## begin

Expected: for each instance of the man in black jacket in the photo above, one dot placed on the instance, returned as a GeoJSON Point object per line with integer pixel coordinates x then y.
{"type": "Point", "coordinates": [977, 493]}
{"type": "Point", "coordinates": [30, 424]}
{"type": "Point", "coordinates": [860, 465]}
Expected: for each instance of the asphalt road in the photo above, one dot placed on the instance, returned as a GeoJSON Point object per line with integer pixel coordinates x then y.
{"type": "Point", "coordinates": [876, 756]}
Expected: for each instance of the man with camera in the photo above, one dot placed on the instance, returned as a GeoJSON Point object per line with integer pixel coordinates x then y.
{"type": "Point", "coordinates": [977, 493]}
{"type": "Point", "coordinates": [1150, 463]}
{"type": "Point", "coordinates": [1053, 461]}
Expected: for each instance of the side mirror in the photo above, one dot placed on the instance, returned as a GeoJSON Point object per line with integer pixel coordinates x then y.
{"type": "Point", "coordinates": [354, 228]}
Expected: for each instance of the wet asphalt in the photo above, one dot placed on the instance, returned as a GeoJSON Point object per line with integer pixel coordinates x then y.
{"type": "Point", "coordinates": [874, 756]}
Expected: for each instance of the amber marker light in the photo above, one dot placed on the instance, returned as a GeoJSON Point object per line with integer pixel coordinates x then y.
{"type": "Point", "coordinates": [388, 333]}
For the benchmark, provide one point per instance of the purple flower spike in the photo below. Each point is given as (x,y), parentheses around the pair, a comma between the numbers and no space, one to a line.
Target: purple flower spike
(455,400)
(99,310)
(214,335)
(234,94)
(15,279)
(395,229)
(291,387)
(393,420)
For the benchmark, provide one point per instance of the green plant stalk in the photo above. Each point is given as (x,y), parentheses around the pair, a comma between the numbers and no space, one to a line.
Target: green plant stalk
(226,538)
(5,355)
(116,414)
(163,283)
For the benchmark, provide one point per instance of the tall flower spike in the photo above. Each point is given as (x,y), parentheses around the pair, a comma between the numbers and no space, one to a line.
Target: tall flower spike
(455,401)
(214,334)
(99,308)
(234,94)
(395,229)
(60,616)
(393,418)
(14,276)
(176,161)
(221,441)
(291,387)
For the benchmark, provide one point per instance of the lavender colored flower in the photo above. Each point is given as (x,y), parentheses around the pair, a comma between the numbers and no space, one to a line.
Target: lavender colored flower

## end

▸ WHAT THE EXERCISE ASKS
Turn the entries, from the line containing "For the benchmark, provide one point per instance of the green" through the final line, into a JSON list of strings with one string per line and no blank lines.

▸ FULL ANSWER
[
  "For the benchmark, provide one point per instance of the green plant stalk in the photo above. Each point is given as (x,y), parentheses around the pair, a comma between the numbers and no space, one to a line.",
  "Target: green plant stalk",
  "(226,538)",
  "(5,355)",
  "(116,414)",
  "(163,283)",
  "For the benchmark, provide one point per instance of the tall flower spike in the photo above. Each point is given as (x,y), parentheses around the pair, a comma between the numbers and no space, one to a line.",
  "Target: tall flower spike",
  "(455,401)",
  "(214,334)",
  "(99,308)",
  "(234,94)",
  "(395,229)",
  "(60,616)",
  "(393,418)",
  "(14,276)",
  "(176,161)",
  "(221,441)",
  "(291,387)",
  "For the benchmark, provide one point per instance of the lavender colored flower in the photo above. Each point is given as (x,y), parentheses around the pair, a comma between the numbers and no space, one to a line.",
  "Target: lavender colored flower"
]